Excerpts from a dataset:
::::::::
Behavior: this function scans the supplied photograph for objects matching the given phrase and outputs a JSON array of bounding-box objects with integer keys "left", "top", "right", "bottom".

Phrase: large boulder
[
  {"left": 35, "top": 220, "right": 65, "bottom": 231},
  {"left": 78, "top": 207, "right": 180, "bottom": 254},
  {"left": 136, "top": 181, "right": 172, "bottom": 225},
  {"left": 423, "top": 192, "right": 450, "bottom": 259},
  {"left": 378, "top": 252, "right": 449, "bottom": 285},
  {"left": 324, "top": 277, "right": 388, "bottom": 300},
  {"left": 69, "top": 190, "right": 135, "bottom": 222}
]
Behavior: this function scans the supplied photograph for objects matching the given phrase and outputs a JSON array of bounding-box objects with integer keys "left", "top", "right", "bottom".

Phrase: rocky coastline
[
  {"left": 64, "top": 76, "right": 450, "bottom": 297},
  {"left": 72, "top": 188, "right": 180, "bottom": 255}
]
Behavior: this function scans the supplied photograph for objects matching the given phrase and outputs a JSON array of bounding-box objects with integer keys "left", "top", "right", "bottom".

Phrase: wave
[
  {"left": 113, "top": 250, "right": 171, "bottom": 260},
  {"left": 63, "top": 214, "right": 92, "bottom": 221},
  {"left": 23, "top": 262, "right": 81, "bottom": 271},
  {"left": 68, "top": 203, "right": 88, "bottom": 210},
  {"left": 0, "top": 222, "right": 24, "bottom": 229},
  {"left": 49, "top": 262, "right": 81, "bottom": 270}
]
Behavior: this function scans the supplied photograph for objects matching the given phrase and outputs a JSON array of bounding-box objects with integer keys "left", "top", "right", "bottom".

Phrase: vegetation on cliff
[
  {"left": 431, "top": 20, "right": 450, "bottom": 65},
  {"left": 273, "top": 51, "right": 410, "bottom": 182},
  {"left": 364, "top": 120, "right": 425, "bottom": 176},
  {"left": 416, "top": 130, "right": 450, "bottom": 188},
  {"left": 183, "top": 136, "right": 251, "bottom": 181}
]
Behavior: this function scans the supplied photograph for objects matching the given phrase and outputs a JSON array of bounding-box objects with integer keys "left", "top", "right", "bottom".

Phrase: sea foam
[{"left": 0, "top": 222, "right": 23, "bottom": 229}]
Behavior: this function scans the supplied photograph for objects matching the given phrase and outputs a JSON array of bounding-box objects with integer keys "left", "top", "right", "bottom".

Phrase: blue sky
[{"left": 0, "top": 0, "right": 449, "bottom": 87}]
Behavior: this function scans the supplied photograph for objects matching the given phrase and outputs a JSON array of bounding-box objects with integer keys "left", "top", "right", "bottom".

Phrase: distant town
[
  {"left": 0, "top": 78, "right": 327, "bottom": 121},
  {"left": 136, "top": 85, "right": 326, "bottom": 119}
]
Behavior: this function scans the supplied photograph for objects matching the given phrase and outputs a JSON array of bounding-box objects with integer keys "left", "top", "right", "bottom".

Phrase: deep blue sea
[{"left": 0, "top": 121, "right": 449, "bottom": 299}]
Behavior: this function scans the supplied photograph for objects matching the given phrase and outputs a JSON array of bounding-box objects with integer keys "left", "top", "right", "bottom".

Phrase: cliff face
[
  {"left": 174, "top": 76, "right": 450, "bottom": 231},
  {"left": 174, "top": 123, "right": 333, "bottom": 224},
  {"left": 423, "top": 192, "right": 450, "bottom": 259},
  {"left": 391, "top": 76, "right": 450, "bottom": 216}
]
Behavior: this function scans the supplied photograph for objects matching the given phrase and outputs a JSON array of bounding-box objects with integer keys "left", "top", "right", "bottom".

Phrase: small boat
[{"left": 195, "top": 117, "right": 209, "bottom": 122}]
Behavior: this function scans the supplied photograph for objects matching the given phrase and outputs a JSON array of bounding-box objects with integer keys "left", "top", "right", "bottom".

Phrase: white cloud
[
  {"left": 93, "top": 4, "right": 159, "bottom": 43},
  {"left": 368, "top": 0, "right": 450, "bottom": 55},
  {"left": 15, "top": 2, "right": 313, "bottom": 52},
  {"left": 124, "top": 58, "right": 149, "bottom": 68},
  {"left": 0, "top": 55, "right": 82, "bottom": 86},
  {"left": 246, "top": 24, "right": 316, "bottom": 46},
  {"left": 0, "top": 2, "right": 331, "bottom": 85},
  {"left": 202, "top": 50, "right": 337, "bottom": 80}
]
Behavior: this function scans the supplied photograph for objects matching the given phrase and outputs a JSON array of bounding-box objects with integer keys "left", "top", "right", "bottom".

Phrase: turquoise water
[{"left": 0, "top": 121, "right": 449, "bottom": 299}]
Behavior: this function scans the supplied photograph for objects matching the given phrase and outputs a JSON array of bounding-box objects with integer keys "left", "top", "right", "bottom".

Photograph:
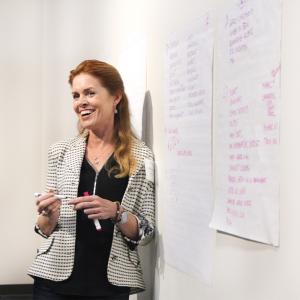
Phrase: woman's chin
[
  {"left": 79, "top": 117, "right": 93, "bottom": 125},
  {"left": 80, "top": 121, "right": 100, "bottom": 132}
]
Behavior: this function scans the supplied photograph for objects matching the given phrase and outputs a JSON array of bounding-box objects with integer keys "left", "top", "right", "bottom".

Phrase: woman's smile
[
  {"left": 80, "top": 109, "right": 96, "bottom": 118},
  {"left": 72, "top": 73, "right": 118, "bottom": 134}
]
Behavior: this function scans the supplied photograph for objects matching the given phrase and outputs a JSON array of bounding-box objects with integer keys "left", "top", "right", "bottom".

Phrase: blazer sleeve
::::::::
> [TASK REQUIREMENTS]
Repeat every entry above word for word, and include no pictures.

> [WRITTEN RESPONSE]
Behavior: this function scans the supplied photograph for objects matching the given phrase and outputs a JSON array of bounding-box objects with integer keys "left", "top", "right", "bottom".

Phrase: large boulder
[
  {"left": 35, "top": 220, "right": 65, "bottom": 231},
  {"left": 78, "top": 207, "right": 180, "bottom": 254},
  {"left": 136, "top": 181, "right": 172, "bottom": 225},
  {"left": 423, "top": 192, "right": 450, "bottom": 259},
  {"left": 378, "top": 252, "right": 449, "bottom": 285},
  {"left": 324, "top": 277, "right": 388, "bottom": 300},
  {"left": 69, "top": 190, "right": 135, "bottom": 222}
]
Behavior: this function scans the supplied photograph for objects matching the given phrase and outputs a JSON array of bounding-box objects with integer keys "left", "top", "right", "bottom".

Phrase: rocky coastline
[
  {"left": 64, "top": 76, "right": 450, "bottom": 297},
  {"left": 72, "top": 188, "right": 180, "bottom": 255}
]
Behavior: this function scans the supplied photograph for objects matching the given phrase and outputs a JSON array of bounding-box objects with integer keys "left", "top", "right", "bottom".

Phrase: wave
[
  {"left": 113, "top": 250, "right": 171, "bottom": 260},
  {"left": 63, "top": 214, "right": 92, "bottom": 221},
  {"left": 23, "top": 262, "right": 81, "bottom": 271},
  {"left": 68, "top": 203, "right": 88, "bottom": 210},
  {"left": 0, "top": 222, "right": 24, "bottom": 229},
  {"left": 49, "top": 262, "right": 81, "bottom": 270}
]
Behavior: this function scans the supplied photograph for objects matching the given phrase and outputs a JSON array of bounding-box objects with integer keys "left", "top", "right", "bottom".

Phrase: vegetation on cliff
[
  {"left": 431, "top": 20, "right": 450, "bottom": 65},
  {"left": 273, "top": 51, "right": 410, "bottom": 182},
  {"left": 364, "top": 120, "right": 425, "bottom": 176},
  {"left": 416, "top": 130, "right": 450, "bottom": 188},
  {"left": 183, "top": 136, "right": 251, "bottom": 181}
]
Behavior: this function scans the supplied photograph for objects matching the given phrase and outputs a JSON array of bounding-box objects with integer keys "left", "top", "right", "bottom".

Phrase: sea foam
[{"left": 0, "top": 222, "right": 23, "bottom": 229}]
Behavior: this function scans the supplied photograph for objects matching the given phrase and outputs a JSON array of bounding-box objects with integer keys "left", "top", "right", "bottom".

Phrase: blue sky
[{"left": 0, "top": 0, "right": 449, "bottom": 87}]
Behavior: this function scans the supplied photograph for objects matching the given phrase and outputs a JSON array of bounding-box objects with integer keys "left", "top", "right", "bottom".

Phrase: distant town
[
  {"left": 0, "top": 78, "right": 327, "bottom": 121},
  {"left": 136, "top": 85, "right": 326, "bottom": 119}
]
Behavior: this function scans the supplied photograph for objects matching the given phrase and outputs a JSON array of bounding-box objects with integer keys "left", "top", "right", "bottom".

Phrase: deep blue sea
[{"left": 0, "top": 121, "right": 449, "bottom": 299}]
Behavior: this function scans the supplied photograph for objects matching the given phrase and outputs a JSON array of bounding-box objects with integer keys "left", "top", "right", "bottom".

Phrase: cliff face
[
  {"left": 174, "top": 76, "right": 450, "bottom": 231},
  {"left": 174, "top": 123, "right": 333, "bottom": 224},
  {"left": 423, "top": 192, "right": 450, "bottom": 259},
  {"left": 391, "top": 76, "right": 450, "bottom": 216}
]
Behavior: this function scans the supplied photograph for objects matching the given phrase and outputs a JSON array of bounding-box objects with integer keys "left", "top", "right", "bottom".

Phrase: small boat
[{"left": 195, "top": 117, "right": 209, "bottom": 122}]
Behavior: this function scans the supplied photograph for objects matching the given phrase and outputs a JSON array of bounding-box objects with integer keys "left", "top", "right", "bottom".

Phrase: white cloud
[
  {"left": 93, "top": 4, "right": 159, "bottom": 43},
  {"left": 368, "top": 0, "right": 450, "bottom": 55},
  {"left": 15, "top": 2, "right": 313, "bottom": 52},
  {"left": 124, "top": 58, "right": 149, "bottom": 68},
  {"left": 0, "top": 55, "right": 82, "bottom": 86},
  {"left": 246, "top": 24, "right": 316, "bottom": 46},
  {"left": 0, "top": 2, "right": 331, "bottom": 85},
  {"left": 202, "top": 50, "right": 337, "bottom": 80}
]
Behavior: this function scans the supplied photograph for objects matching the given phrase and outputs a JSON array of bounding-box objects with integer keys "left", "top", "right", "bottom".

Phrase: turquoise water
[{"left": 0, "top": 121, "right": 449, "bottom": 299}]
Behavior: this function scans the supplied photograph for objects matching the given phrase and outputs a JSON array of bounding-box objects with integer keys "left", "top", "right", "bottom".

Photograph:
Phrase: woman's chin
[
  {"left": 79, "top": 117, "right": 93, "bottom": 125},
  {"left": 80, "top": 121, "right": 100, "bottom": 132}
]
Behavior: this function scans the supplied photograph for objects matching the given phrase and outputs a JSON array of bounding-box objects with integer keys "left", "top", "right", "bottom".

Phrase: woman's smile
[
  {"left": 80, "top": 109, "right": 96, "bottom": 118},
  {"left": 72, "top": 73, "right": 118, "bottom": 134}
]
Behavior: this function scans the supplied photograph for objects matching the given phrase and outputs a JSON array of bounding-box objects with integer keys "left", "top", "right", "bottom".

Phrase: blazer sleeve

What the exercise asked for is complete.